What to do >>
Exactly reproduce each entry, leaving out nothing.

Available data >>
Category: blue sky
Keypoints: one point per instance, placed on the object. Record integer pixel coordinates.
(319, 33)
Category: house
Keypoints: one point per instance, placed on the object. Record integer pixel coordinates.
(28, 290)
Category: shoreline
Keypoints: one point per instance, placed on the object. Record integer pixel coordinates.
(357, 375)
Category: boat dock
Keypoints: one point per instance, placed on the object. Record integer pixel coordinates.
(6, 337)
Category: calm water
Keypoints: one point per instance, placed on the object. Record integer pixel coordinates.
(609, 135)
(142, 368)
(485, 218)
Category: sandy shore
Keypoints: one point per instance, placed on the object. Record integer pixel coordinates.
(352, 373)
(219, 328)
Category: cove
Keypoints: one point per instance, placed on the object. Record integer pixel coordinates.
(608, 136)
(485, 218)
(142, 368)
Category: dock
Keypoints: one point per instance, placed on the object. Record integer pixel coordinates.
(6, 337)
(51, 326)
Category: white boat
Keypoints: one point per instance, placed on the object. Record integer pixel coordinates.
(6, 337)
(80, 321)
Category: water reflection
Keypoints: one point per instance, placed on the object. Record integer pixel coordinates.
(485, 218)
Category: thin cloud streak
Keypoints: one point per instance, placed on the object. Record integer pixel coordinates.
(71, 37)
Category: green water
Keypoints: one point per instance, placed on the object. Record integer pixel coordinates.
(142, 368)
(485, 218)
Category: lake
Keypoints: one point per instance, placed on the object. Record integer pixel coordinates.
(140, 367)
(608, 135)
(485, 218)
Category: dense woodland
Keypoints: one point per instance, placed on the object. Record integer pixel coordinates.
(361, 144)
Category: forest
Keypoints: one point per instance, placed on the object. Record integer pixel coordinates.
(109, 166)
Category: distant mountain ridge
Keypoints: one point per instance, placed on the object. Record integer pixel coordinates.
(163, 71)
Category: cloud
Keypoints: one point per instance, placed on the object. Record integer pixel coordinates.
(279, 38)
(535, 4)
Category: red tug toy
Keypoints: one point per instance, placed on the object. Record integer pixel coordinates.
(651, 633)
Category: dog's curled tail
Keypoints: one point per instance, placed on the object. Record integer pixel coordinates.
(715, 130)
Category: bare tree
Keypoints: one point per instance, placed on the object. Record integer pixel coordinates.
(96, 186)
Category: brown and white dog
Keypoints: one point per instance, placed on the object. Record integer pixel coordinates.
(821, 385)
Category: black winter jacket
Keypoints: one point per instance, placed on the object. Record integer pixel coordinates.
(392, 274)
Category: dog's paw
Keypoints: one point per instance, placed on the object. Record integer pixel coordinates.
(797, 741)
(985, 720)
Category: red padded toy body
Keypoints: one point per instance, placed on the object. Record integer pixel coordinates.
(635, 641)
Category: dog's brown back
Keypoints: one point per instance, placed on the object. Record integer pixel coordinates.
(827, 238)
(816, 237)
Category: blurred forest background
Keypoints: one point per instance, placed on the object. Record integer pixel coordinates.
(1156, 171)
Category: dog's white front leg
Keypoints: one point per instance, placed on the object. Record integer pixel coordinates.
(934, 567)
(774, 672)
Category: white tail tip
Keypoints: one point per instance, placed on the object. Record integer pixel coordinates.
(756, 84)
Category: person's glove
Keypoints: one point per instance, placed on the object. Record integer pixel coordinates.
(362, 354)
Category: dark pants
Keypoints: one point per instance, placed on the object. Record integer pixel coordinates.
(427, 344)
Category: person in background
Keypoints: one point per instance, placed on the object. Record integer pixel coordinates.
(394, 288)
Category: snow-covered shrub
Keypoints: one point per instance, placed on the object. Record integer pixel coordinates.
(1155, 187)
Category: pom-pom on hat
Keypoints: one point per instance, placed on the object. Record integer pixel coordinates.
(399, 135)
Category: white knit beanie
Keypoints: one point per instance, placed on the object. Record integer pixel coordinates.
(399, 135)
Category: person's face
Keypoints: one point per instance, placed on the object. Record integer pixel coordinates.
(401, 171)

Response area >>
Category: blue sky
Keypoints: one point per instance, placed on the object. Record integer pixel coordinates.
(319, 33)
Category: house
Keypoints: one point per instance, placed on the object. Record integer pixel coordinates.
(28, 290)
Category: shoreline
Keypoints: one point per instance, placed on the object. Record integer pixel coordinates.
(357, 375)
Category: boat dock
Keypoints: one point per instance, placed on the object. Record integer pixel coordinates.
(6, 337)
Category: calm water
Keypoints: one point per instance, placed on the object. Record integer pixel coordinates.
(609, 135)
(142, 368)
(485, 218)
Category: sandy shore
Keypoints: one point per instance, placed on the object. Record integer pixel coordinates.
(352, 373)
(219, 328)
Category: cove
Keypoints: one point per instance, placed on the object. Record integer pixel coordinates.
(608, 136)
(485, 218)
(142, 368)
Category: dock
Keypoints: one point per instance, placed on the object. Record integer pixel coordinates.
(6, 337)
(51, 326)
Category: white boat
Keypoints: one point per instance, placed on the object. Record integer pixel coordinates.
(6, 337)
(80, 321)
Category: water reflection
Keypoints: one point per instance, placed on the object. Record integer pixel coordinates.
(485, 218)
Category: thin cloud streak
Keypoints: one point per instance, placed on the object. Record integer pixel coordinates.
(71, 37)
Category: green water
Keypoints: one point per instance, placed on the object. Record integer pixel coordinates.
(142, 368)
(485, 218)
Category: lake
Keypoints: one point per instance, placed on the object. Record integer pixel coordinates.
(140, 367)
(608, 135)
(485, 218)
Category: dense woodland
Keypoints: one point per instance, placed on the object. Record integer pixel coordinates.
(361, 144)
Category: forest
Keypoints: one point per instance, placed on the object. Record integer pixel coordinates.
(109, 166)
Category: distant mountain ridge
Keypoints: one point per instance, placed on the object. Record integer pixel coordinates.
(163, 71)
Category: cloud
Keypoints: one point per instance, placed on the object. Record integer pixel coordinates.
(279, 38)
(535, 4)
Category: red tug toy
Keypoints: one point per instance, placed on the object. Record integer pixel coordinates.
(651, 633)
Category: dog's curled tail
Keypoints: one point per instance, placed on the object. Record integer pixel coordinates.
(715, 130)
Category: bare tree
Keypoints: one point per instance, placed on the object. Record integer pixel coordinates.
(96, 186)
Category: brown and white dog
Keypoints: one point per instance, placed on the object. Record integer pixel coordinates.
(821, 385)
Category: black winter jacket
Keypoints: one point per instance, placed on the object. Record integer pixel coordinates.
(392, 274)
Category: dog's paw
Keypoints: one point per instance, placed on the object. Record integer pixel coordinates.
(797, 741)
(985, 720)
Category: red padded toy body
Keypoints: one point per instance, placed on the object. Record integer pixel coordinates.
(635, 641)
Category: dog's brown back
Keypoints: one point per instance, placed on the object. Record integer pixel coordinates.
(827, 238)
(816, 237)
Category: blurred forest background
Keypoints: one point per instance, placed on the object. Record integer pixel coordinates.
(1156, 171)
Category: dog's white front leg
Keypoints: one point per instance, placed on the object. Record integer pixel coordinates.
(934, 567)
(774, 672)
Category: white tail tip
Keypoints: one point per instance, placed on the object. Record integer pixel coordinates.
(756, 84)
Category: person's glove
Keypoints: one point per instance, placed on the object. Record integer pixel coordinates.
(362, 354)
Category: dark pants
Keypoints: one point per instance, placed on the object. Record integer pixel coordinates.
(427, 344)
Category: person in background
Keypoints: one point per instance, placed on the object. Record integer pixel coordinates.
(394, 288)
Category: snow-covered shrub
Keypoints: one point per instance, placed on the object. Record integer pixel coordinates.
(1155, 187)
Category: pom-pom on hat
Keypoints: one point per instance, placed on the object. Record integer pixel coordinates.
(399, 135)
Category: white knit beanie
Keypoints: one point per instance, placed on the object. Record integer pixel coordinates.
(399, 135)
Category: person's face
Keypoints: one point per instance, placed on the object. Record integer pixel coordinates.
(401, 171)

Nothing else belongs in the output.